Required action:
Can you continue the article about the Portsmouth park lawsuit from where it stops?

Text shown:
══════════════════════════════

A Massachusetts woman has sued the city of Portsmouth, New Hampshire for $750,000, claiming that she suffered a severe ankle injury when she stepped into a hole in a city park. Mary Reed and her husband Richard filed the federal suit in the New Hampshire District Court. Reed alleged that as she was walking across the park on June 15, 2011, she stepped into a “deep, grass-covered hole” causing “serious and permanent” injuries, according to her attorney, Peter Hutchins. Her husband is seeking damages for the loss of consortium.
The City asked the federal court to dismiss the suit through William Scott, an attorney for its insurance provider. Mr. Scott cited state law, which grants immunity from liability to landowners who make their property available to the public free of charge. Scott argued that if the court awards her damages, they should be “proportionately reduced in accordance with her comparative negligence.” Reed describes the hole as at least a foot deep and 2 1/2 feet wide, and covered by grass, rendering it unnoticeable. The city, according to Scott, believes the “depression” was at most an inch or two deep and a foot wide.

══════════════════════════════

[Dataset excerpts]
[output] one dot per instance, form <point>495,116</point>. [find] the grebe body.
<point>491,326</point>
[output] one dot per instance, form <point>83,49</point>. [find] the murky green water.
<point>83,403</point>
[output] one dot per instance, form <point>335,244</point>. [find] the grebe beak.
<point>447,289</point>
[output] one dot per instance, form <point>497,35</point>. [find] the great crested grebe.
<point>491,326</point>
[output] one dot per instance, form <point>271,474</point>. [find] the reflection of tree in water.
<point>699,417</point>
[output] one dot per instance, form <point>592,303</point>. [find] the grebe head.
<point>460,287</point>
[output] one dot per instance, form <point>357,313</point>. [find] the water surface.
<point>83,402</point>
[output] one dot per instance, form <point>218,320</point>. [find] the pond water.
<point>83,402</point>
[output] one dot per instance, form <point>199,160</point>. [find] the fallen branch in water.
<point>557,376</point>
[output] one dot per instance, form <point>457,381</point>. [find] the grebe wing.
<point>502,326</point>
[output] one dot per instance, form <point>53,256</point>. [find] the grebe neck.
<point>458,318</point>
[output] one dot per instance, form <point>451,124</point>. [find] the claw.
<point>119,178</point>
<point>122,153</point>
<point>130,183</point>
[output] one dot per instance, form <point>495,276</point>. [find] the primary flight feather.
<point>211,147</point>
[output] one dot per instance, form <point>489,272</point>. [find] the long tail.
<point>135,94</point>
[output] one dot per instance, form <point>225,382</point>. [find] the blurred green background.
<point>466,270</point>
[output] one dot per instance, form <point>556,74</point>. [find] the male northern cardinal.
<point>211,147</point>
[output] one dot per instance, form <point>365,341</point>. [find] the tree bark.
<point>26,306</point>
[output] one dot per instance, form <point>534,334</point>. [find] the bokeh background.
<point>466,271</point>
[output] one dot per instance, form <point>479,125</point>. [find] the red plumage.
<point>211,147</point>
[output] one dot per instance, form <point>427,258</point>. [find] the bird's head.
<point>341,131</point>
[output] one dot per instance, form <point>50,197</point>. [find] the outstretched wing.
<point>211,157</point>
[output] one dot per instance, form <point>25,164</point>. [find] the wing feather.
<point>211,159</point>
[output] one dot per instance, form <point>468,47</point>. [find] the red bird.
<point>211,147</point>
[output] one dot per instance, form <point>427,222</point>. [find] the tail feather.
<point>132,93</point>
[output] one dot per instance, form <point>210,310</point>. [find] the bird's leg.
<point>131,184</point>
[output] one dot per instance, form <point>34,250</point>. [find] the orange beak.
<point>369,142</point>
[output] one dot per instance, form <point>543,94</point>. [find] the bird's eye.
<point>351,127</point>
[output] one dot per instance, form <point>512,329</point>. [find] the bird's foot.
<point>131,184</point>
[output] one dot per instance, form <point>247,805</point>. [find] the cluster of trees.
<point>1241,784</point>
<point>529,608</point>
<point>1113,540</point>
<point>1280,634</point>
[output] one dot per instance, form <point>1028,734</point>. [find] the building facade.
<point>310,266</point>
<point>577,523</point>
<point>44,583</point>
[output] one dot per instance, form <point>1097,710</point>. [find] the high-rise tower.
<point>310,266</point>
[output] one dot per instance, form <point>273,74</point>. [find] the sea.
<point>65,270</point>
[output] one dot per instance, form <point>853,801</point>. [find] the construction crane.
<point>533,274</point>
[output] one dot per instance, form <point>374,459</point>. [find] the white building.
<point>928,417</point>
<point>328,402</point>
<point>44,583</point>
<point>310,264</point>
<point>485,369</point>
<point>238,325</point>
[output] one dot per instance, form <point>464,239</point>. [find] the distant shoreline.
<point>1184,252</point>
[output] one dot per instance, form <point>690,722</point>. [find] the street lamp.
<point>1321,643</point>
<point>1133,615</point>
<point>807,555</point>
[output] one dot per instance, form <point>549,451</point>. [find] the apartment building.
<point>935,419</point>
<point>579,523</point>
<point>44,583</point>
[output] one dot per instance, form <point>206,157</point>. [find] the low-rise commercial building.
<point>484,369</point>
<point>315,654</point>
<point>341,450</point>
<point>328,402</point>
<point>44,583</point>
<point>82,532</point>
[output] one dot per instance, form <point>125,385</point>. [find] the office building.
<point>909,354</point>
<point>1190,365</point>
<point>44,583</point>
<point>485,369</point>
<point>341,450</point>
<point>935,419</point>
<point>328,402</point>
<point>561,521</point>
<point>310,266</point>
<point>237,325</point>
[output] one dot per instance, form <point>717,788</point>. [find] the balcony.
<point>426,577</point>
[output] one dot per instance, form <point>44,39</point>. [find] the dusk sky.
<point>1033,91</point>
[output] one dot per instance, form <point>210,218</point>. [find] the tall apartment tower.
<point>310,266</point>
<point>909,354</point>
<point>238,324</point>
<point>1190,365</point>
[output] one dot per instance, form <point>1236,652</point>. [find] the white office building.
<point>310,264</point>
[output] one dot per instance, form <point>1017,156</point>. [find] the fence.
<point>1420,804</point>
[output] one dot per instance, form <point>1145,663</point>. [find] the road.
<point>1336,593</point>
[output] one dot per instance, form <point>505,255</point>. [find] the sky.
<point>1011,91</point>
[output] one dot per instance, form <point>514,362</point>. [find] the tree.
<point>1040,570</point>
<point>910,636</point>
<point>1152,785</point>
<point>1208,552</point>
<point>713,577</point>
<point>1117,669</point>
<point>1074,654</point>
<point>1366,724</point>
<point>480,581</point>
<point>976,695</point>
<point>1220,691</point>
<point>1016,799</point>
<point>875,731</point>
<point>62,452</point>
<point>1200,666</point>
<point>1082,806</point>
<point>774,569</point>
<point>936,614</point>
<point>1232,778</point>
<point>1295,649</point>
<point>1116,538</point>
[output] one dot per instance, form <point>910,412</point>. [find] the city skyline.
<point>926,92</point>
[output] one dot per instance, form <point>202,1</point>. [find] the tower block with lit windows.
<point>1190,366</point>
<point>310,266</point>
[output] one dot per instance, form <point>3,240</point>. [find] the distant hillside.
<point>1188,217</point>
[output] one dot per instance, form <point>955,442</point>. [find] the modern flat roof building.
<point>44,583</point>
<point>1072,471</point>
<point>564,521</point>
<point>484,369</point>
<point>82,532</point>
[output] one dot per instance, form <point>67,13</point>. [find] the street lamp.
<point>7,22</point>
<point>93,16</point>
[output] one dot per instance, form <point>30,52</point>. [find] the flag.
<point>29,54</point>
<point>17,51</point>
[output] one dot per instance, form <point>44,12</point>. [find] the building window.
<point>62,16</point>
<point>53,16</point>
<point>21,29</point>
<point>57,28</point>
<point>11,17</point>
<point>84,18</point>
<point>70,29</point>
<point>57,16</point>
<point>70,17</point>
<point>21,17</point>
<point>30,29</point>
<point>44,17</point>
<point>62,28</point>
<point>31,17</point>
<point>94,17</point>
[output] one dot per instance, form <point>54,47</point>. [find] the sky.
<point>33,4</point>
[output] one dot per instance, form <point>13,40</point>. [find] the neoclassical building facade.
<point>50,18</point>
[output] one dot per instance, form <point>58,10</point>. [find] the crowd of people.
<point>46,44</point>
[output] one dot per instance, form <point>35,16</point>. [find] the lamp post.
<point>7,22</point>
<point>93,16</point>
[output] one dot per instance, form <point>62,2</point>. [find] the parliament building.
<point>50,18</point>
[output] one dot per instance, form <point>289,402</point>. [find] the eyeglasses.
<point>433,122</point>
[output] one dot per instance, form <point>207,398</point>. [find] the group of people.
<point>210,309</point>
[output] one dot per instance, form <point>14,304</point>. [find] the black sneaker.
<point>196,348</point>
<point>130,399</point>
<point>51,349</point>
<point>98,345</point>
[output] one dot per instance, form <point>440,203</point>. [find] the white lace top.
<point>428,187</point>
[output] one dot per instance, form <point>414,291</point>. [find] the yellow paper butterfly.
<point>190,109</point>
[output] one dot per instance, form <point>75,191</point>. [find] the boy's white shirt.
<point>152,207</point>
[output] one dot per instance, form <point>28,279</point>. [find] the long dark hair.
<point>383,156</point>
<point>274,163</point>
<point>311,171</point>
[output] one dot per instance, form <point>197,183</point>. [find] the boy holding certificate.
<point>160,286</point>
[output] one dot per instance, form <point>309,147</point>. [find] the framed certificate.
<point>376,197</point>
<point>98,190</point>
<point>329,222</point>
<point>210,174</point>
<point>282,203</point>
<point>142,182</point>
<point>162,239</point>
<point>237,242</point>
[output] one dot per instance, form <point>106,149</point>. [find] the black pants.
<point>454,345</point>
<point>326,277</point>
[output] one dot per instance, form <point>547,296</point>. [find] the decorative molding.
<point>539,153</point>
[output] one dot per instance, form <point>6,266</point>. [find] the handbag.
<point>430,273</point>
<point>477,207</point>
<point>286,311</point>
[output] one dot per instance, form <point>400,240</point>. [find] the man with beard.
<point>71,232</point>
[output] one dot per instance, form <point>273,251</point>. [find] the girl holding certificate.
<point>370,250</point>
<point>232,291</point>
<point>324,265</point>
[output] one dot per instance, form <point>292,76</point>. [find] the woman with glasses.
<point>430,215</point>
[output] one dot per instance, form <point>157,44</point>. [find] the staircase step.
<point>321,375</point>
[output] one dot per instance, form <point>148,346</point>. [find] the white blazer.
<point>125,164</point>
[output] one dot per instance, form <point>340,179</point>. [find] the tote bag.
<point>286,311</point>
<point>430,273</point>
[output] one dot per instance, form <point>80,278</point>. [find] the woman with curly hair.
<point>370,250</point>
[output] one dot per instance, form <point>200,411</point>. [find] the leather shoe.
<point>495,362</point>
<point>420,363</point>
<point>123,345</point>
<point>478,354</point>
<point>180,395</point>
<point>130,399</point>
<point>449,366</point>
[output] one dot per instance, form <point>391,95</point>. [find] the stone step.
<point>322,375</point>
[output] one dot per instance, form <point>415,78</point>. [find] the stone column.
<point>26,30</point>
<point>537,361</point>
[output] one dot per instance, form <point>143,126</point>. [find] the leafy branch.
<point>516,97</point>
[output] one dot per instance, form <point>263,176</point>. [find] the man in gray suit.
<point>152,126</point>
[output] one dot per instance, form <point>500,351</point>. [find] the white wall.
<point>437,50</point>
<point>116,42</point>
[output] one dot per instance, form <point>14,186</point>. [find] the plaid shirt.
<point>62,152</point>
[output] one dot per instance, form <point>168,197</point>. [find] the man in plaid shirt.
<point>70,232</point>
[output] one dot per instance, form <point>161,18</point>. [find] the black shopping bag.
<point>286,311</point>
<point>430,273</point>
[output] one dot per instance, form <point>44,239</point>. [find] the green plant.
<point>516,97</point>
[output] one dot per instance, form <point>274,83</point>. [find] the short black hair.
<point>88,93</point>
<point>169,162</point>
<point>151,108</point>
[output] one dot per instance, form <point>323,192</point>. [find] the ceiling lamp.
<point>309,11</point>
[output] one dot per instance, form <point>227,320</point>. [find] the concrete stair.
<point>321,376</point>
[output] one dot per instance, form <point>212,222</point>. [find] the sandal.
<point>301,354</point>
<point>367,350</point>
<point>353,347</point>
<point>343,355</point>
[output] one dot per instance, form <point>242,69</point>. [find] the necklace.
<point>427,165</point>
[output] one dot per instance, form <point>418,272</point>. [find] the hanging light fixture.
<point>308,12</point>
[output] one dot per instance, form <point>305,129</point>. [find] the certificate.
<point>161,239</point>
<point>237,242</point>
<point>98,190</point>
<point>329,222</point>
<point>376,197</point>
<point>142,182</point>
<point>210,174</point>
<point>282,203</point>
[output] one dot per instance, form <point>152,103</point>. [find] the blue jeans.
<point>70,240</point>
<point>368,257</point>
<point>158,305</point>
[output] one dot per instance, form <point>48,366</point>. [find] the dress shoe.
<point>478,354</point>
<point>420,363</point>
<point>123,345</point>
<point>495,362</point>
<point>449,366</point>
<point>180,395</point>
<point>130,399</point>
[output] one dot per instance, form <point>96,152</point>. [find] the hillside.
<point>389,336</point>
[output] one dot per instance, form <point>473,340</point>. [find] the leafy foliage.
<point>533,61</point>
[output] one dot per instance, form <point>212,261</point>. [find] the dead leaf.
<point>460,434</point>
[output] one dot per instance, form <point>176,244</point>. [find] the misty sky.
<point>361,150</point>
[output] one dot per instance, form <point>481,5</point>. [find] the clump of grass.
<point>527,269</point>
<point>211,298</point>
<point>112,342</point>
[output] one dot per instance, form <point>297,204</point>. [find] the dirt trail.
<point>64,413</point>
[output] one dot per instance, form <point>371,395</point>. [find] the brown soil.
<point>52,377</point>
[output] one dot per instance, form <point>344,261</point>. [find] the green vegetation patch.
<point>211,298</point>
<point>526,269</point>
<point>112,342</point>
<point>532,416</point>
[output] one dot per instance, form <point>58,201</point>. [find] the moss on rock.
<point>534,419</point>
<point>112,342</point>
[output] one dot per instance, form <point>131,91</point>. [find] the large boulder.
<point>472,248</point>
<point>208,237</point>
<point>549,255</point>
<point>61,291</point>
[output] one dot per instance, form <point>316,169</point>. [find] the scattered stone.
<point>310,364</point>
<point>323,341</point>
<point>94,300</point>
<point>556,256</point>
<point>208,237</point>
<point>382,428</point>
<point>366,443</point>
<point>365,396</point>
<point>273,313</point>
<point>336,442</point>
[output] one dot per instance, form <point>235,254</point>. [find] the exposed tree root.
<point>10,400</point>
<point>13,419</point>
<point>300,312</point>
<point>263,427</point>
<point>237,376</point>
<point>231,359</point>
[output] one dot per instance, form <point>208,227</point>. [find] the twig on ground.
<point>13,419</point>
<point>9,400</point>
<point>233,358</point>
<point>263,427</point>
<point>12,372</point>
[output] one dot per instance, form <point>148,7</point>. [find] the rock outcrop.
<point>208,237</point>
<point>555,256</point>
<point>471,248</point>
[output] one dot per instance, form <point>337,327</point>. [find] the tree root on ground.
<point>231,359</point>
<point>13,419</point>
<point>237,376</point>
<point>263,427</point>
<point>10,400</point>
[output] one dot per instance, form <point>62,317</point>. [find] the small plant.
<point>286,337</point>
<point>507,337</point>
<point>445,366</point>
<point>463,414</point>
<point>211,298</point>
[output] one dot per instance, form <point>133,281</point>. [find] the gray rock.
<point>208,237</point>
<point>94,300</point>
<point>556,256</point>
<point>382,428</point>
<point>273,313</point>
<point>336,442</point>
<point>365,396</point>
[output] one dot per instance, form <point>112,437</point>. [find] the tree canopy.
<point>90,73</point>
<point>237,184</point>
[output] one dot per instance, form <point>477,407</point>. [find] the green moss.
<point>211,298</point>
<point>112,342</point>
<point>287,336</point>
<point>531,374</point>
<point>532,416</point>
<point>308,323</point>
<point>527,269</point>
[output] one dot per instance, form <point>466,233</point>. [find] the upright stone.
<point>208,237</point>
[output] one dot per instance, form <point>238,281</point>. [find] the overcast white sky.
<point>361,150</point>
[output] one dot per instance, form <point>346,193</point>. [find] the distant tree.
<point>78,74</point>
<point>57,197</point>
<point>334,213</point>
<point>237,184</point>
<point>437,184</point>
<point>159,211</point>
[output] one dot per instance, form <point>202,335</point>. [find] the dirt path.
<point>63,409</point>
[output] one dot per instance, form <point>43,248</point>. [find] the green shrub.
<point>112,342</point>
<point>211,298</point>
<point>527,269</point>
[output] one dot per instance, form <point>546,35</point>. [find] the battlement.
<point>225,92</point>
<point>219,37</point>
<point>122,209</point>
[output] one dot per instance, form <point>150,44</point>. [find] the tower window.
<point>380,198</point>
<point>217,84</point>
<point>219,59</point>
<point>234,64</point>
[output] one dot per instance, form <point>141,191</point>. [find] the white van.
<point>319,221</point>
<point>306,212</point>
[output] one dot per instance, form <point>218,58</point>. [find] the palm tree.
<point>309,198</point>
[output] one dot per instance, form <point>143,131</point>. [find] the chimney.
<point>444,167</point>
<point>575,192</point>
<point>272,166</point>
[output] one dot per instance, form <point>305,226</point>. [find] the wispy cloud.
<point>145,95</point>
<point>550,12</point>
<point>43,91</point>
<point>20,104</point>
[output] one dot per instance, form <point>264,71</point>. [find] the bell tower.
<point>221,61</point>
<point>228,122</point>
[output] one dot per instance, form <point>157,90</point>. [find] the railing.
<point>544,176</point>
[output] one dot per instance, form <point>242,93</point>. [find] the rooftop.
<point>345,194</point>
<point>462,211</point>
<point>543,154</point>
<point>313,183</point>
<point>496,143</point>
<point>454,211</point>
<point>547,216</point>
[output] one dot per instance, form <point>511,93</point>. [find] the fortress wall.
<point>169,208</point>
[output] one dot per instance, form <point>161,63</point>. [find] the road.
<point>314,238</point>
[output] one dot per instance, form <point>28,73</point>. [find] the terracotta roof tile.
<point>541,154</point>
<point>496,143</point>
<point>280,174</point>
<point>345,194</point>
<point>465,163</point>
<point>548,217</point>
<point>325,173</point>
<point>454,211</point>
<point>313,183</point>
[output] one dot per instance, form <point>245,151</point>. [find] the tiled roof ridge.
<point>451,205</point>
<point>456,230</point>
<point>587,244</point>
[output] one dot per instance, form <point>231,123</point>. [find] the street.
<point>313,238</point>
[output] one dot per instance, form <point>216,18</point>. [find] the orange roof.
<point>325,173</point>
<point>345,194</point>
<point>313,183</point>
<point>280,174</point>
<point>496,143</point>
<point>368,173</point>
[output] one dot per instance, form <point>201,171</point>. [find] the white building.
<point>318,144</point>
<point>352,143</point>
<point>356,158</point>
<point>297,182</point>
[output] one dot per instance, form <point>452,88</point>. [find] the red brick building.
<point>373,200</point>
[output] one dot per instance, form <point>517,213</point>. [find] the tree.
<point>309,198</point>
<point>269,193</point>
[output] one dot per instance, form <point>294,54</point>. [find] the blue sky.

══════════════════════════════

Answer below:
Reed claims that as a result of her fall, she has suffered “prolonged and continued pain and suffering, severe emotional distress and mental anguish, loss of enjoyment of life, prolonged and repeated medical procedures, medical expenses and permanenet impairment.” Her husband claims that as a result of the accident, he has suffered the loss of “society, companionship, services and consortum of his injured wife.” Scott contends that Richard Reed is not entitled to any compensation.
The case is scheduled to go to trial on June 18, 2013.